**The tasks:**
a - In the forum thread on the Epson R1900 DTG color problem, which RIP software and version does the poster use?
b - List every printing problem that the poster reports across both posts of the forum thread on the Epson R1900 DTG color problem.
c - Continue the forum thread on the Epson R1900 DTG color problem, starting after its final post.

— start of Quoted passage —

# Epson r1900 DTG colors problem



## alkozy (Nov 10, 2015)

Hi guys, after I built my printer I am now testing it. And do not know what to do because colors doesn't looks like in image.. Using acrorip white 7.0.9. you will se everything in attached files

What it should be:
Imgur: The most awesome images on the Internet

Printjobs. One on the top is set with ink channel YMKROxxC and print on the bottom with YMCK+WWWW:
Imgur: The most awesome images on the Internet

P.S. other channel's colors even worse. Any ideas??


----------



## alkozy (Nov 10, 2015)

Now I am getting yellow instead of orange and all other colors seems to mixed up. If I turn another ink channel on my acrorip some colors get fixed but others changes... HELP please..

— end of Quoted passage —
— start of Supplied information —

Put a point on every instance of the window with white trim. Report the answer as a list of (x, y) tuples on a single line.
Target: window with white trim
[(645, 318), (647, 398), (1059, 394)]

— end of Supplied information —

**Answers to the tasks:**
a - AcroRIP White 7.0.9.

b -
- The colors do not look like the image.
- The colors from other ink channel settings are even worse.
- Yellow prints instead of orange.
- All the other colors seem mixed up.
- Turning on another ink channel in AcroRIP fixes some colors but changes others.

c -
----------



## alkozy (Nov 10, 2015)

SOLVED!! I just needed to change some cartridges chips and change position of all cartridges to left in order to make yellow, magenta, cyan, black.


----------



## alkozy (Nov 10, 2015)

SOLVED!! I just needed to change some cartridges chips and change position of all cartridges to left in order to make yellow, magenta, cyan, black. And I want to ask wehere I can find ink cartridges resetter for my epson r1900?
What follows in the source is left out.